Exercise description -> Print each entry precisely; exclude the pictures.

Supplied information ->
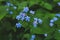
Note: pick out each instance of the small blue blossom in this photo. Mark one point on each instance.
(27, 18)
(51, 21)
(8, 3)
(32, 12)
(22, 18)
(51, 24)
(26, 9)
(55, 18)
(11, 12)
(18, 17)
(58, 15)
(58, 3)
(7, 9)
(45, 35)
(22, 14)
(40, 21)
(33, 36)
(18, 25)
(35, 19)
(35, 23)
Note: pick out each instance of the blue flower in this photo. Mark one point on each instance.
(7, 9)
(51, 24)
(8, 3)
(45, 35)
(32, 12)
(18, 17)
(58, 3)
(22, 18)
(58, 15)
(35, 23)
(27, 18)
(22, 14)
(55, 18)
(40, 21)
(26, 9)
(11, 12)
(32, 37)
(35, 19)
(18, 25)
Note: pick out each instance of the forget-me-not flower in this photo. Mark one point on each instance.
(32, 12)
(27, 18)
(51, 24)
(18, 17)
(40, 21)
(10, 12)
(8, 3)
(22, 18)
(26, 9)
(55, 18)
(22, 14)
(7, 9)
(18, 25)
(35, 19)
(35, 23)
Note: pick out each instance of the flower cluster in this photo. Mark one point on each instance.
(37, 21)
(24, 17)
(10, 4)
(52, 21)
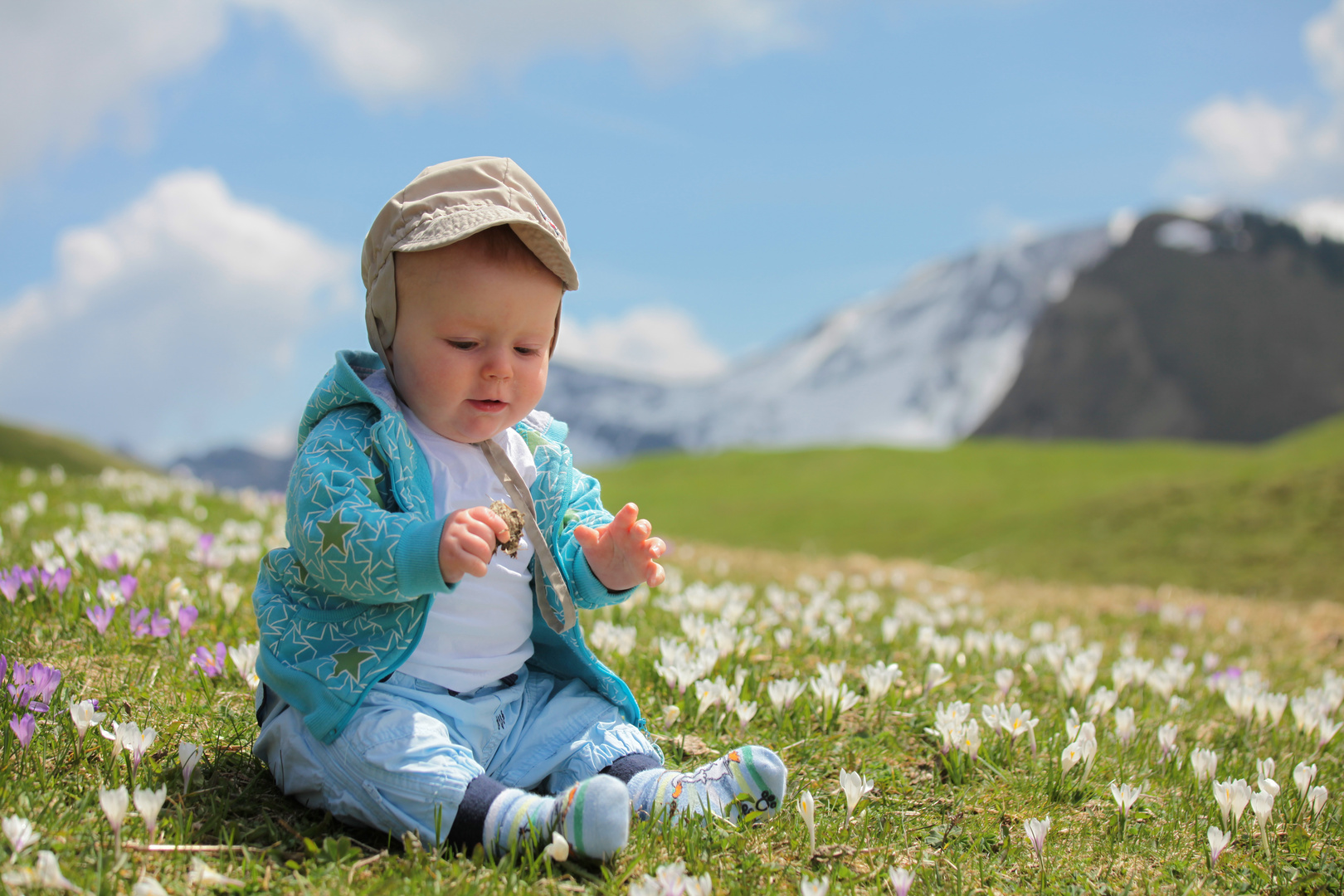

Solution for this exercise ->
Note: pick out each instance of the small blue blossom in this photo. Mark one point on each instance.
(27, 18)
(51, 21)
(8, 3)
(32, 12)
(22, 18)
(51, 24)
(26, 9)
(55, 18)
(11, 12)
(18, 17)
(58, 15)
(58, 3)
(7, 9)
(45, 35)
(22, 14)
(40, 21)
(33, 36)
(18, 25)
(35, 19)
(35, 23)
Note: pick out each instance of the blue flower in this photo. Mark one point on each instance.
(7, 9)
(51, 24)
(8, 3)
(45, 35)
(32, 12)
(18, 17)
(58, 3)
(22, 18)
(58, 15)
(35, 23)
(27, 18)
(22, 14)
(55, 18)
(40, 21)
(26, 9)
(11, 12)
(32, 37)
(35, 19)
(18, 25)
Note: pick out each instance of the forget-me-not flower in this photo. Mark one point on each instance.
(32, 12)
(27, 18)
(51, 24)
(18, 17)
(40, 21)
(10, 12)
(8, 3)
(22, 18)
(26, 9)
(55, 18)
(22, 14)
(7, 9)
(18, 25)
(35, 19)
(35, 23)
Note: pick out each instance of the flower cluster in this photo. Mark one point on each instance.
(37, 21)
(24, 17)
(10, 4)
(52, 21)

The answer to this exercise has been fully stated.